■ WHAT THE TASK ASKS
What theme was this week's Tell Me on a Sunday event at the Ikon Gallery built around, according to the event review?

■ TEXT BLOCK
===

Tag Archives: humour

Tell Me On A Sunday: Strange Encounters @ Ikon Gallery

Tell me on a Sunday is a series of storytelling events held at the Ikon Gallery, where selected tellers go up on stage and tell their anecdotes relating to a set theme. Before the event commenced there was a chance to socialise with other audience members, in the gallery’s cafe that serves tea, coffee and soft drinks and even muffins.This week’s Tell Me on a Sunday was based around the theme of ‘Strange Encounters’.

The dim-lit, small and social audience make the sharing of stories an intimate event. It is hosted by Cat Weatherill, one of Europe’s tell-meleading performance storytellers who set the theme after being inspired by Valentine’s Day. She responded well to each seven-minute performance, drawing us in and out of each teller’s life. Some of the storytellers told their story in a very conversational way, using hand movements to express themselves, which further added to their performance. The comedienne Naomi Paul, however, crafted her story with a performance perfect structure instead of a conversational anecdote. Her story provided a neat beginning, middle and end.

===

■ INFORMATION GIVEN
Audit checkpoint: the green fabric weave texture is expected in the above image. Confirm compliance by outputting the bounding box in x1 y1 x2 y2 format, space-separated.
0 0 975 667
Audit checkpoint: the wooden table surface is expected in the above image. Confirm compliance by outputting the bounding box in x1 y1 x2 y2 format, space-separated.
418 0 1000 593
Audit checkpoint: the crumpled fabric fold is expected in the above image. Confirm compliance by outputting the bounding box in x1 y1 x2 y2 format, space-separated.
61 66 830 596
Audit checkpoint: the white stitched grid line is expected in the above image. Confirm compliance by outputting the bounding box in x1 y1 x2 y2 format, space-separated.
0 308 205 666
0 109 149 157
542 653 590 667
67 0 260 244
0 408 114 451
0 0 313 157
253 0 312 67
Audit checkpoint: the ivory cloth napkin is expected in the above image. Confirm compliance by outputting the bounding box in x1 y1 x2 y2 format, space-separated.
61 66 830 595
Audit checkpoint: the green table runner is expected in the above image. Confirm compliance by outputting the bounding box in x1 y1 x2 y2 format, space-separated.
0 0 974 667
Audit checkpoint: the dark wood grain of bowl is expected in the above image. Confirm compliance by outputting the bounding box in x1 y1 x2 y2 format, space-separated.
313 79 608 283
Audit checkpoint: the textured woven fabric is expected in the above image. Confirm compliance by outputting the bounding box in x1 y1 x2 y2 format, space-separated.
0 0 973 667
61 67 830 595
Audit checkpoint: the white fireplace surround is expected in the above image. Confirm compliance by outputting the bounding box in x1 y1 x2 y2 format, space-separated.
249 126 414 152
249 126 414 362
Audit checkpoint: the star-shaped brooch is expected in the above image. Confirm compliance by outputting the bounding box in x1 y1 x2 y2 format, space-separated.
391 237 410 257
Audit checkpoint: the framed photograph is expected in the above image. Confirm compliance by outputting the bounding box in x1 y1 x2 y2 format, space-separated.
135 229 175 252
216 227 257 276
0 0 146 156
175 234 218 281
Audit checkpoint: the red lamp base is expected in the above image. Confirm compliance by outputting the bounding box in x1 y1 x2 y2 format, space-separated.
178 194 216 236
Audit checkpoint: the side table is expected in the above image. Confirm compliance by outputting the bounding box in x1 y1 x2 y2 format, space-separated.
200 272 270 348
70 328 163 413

===

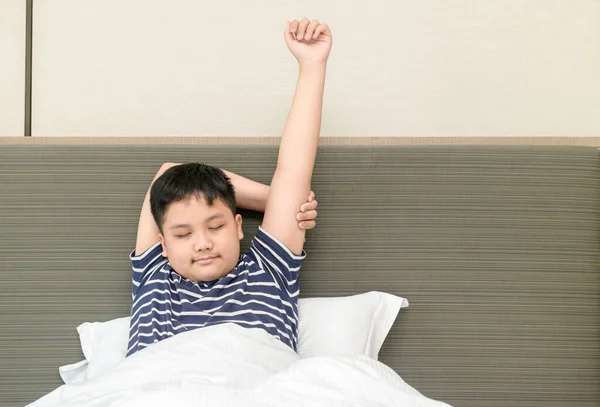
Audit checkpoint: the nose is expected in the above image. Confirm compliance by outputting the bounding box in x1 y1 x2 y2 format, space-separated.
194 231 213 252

===

■ FINISHED EXERCISE
The theme was 'Strange Encounters'.